> [Enunciado]: Reemplaza "keypoint" por "marker" en todos los registros y vuelve a escribir las líneas sin ningún otro cambio.

> [Datos de entrada]:
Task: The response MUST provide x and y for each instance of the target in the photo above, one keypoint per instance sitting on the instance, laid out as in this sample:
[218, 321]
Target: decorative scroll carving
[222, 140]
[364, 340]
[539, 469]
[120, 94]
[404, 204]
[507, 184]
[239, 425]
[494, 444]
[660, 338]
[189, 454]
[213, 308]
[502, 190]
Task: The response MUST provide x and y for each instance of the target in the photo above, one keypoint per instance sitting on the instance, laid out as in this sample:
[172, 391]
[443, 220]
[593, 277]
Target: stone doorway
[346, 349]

> [Respuesta]:
Task: The response MUST provide x and y for each instance of the target in the photo above, one marker per instance sitting on the instance, laid out as in this sample:
[218, 321]
Target: decorative scroll carving
[222, 140]
[364, 340]
[539, 469]
[120, 94]
[404, 204]
[507, 184]
[239, 425]
[494, 444]
[660, 338]
[189, 454]
[213, 308]
[502, 190]
Task: The response MUST provide x and y for each instance of the target in the photo above, one marker per instance sitting on the instance, laid out as in this sample:
[172, 391]
[443, 220]
[593, 277]
Target: stone doorway
[346, 349]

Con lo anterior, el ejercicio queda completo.